→ **Required action 1**
Answer these questions using the photography post.
(a) What camera and lens did the writer take on the walk in Austin?
(b) What does the honeycomb grid attachment cost?
(c) Which lens got the new protection filter?
→ **Required action 2**
According to the photography post, why do 43mm lens caps get lost more often than others? Reply in one to three sentences.
→ **Required action 3**
Carry on the photography post, starting right after its final sentence.

[Document extract Boundary: Start]

We all had a lovely time. We exchanged gifts and stories and happy news. All without a leather strap over one of my shoulders or a camera bouncing around on my belly. We drove back late in the evening through a mix of fog, mist and light rain. When I walked into the house there was a lonely camera sitting on the edge of the dining room table. Waiting patiently for me to use it with complete attention --- but not as just a fashion accessory. Not a part of my uniform. All of which made me feel a bit chastened as I remembered all the times when I felt having a camera always at hand was somehow important. 

Life goes on whether we document it or not. We can choose the moments to be out enjoying photography but we can also, I think, develop the realization that so much of life is meant to be lived, enjoyed and participated in rather than always being the guy waiting on the sidelines for a potential picture to  present itself. Because....why?

Today I was back in Austin. Everyone was busy and engaged. I had the day to myself and I did feel like going for a walk, and also I felt like inviting a camera along for the time I'd be out on the streets, walking and looking at post holiday downtown. 

I brought along an M240 with a 50mm lens on it. A perfect choice for a quiet walk. Good company. And instead of becoming a distraction in the midst of a party I was merely a tourist in my own town, looking for the things that make my town fun. 


A few odds and ends came via Fedex today. Really small and simple stuff. A 43mm lens cap. The 43mm lens caps always seem to be the ones that get lost most frequently. They are small and I guess when I drop them they are good at rolling under big furniture and hiding there. I got a protection filter for a favorite 35mm lens that kept getting rain drops on the front element last time I was out. I broke with the tradition of buying the expensive filters and went a bit down market. Works just fine. 

I also bought a second honeycomb grid Attachment for a recently arrived LED panel. One of the Godox Compac 100s. I love the narrowed and more controlled beam that results so I can now have more control but with nearly the same soft light. At $50 it's a nice modifier to have at hand. More thrill with less spill.

[Document extract Boundary: End]
[Source material Boundary: Start]

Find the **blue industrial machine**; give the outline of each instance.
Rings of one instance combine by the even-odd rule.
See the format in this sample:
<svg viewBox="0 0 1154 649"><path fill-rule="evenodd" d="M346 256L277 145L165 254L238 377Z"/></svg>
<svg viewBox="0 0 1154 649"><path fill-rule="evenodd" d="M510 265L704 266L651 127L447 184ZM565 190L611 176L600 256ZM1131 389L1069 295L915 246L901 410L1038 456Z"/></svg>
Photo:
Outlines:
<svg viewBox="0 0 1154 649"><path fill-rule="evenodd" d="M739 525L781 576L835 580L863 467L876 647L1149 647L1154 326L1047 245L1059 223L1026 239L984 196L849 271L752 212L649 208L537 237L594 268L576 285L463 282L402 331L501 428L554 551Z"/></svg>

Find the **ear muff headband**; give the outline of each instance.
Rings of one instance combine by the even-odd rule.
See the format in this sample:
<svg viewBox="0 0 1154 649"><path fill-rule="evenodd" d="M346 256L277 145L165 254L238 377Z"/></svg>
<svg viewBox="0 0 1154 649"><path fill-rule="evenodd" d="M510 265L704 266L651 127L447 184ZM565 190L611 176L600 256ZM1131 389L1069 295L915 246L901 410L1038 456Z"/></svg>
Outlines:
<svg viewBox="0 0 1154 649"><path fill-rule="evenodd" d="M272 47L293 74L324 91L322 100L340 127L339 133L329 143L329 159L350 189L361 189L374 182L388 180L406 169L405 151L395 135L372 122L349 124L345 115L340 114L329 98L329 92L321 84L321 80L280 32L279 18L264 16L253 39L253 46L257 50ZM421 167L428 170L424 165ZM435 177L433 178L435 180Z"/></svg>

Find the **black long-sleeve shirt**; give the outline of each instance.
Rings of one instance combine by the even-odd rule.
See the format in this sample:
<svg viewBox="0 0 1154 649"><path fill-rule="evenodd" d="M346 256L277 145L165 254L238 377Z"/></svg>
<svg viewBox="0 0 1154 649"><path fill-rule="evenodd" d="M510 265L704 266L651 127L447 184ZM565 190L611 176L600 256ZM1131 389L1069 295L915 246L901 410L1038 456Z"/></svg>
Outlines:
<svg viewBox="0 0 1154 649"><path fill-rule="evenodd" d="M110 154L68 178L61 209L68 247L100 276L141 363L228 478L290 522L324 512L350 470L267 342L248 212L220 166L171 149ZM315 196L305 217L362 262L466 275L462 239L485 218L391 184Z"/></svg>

[Source material Boundary: End]

→ **Final answer 1**
(a) An M240 with a 50mm lens.
(b) $50.
(c) A favorite 35mm lens.

→ **Final answer 2**
The 43mm caps are small. When dropped, they tend to roll under big furniture and stay hidden there.

→ **Final answer 3**
At this juncture I am proud to say that I didn't drop another $7,000 to $14,000 to buy either a Leica Q3 - 4/3 or a Leica SL3, or both of them; even though I thought I really wanted each of them. Now having not bought them and resisting the lure of them I seem much happier to use the older M240 cameras. Interesting that such nice files can come from 12 year old cameras. Nice for me since I already have them to shoot with. But it feels odd to have gone through an entire year without spending on multiple cameras. I did pick up a Leica SL2-S, used. But I was able to rationalize that one as a "work" camera. I'm not sure I'd be able to believe my own rationalization process if I tried to trick myself into thinking that a Q3-something was needed for "work." 

We're heading into 2025. I'm not sure what to expect but I'm pretty certain it will all be both different; completely different, but also more of the same. 

More to come. Thanks for reading. Enjoy shooting with what you have. It might even be revelatory. It was for me this season. And this year. 

1 comment:

  1. Kirk: There isn't always a reason to photograph. Not always a reason to document everything. . . . Life goes on whether we document it or not.

    Couldn’t agree more! I will dutifully sit still while someone else snaps those apparently compulsory posed cellphone pictures at family gatherings—usually with the shooter expansively distorted in the far corner of the frame in order to be included in the “selfie”—but after the initial cellular transmission does anybody ever look again at those group photos of the same cast of characters smirking into the lens with only the background changed?

    My grandchildren all have asked me for cameras at one time or another, and I have happily obliged. But I have used the occasion to offer my opinion that the photographs they will cherish as they get older are the candid ones of family and friends interacting with each other (or the photographer) in their regular, day-to-day environments. Especially, as happens to those of us who survive long enough, when those images eventually serve to jog the memory of loved ones who are now gone.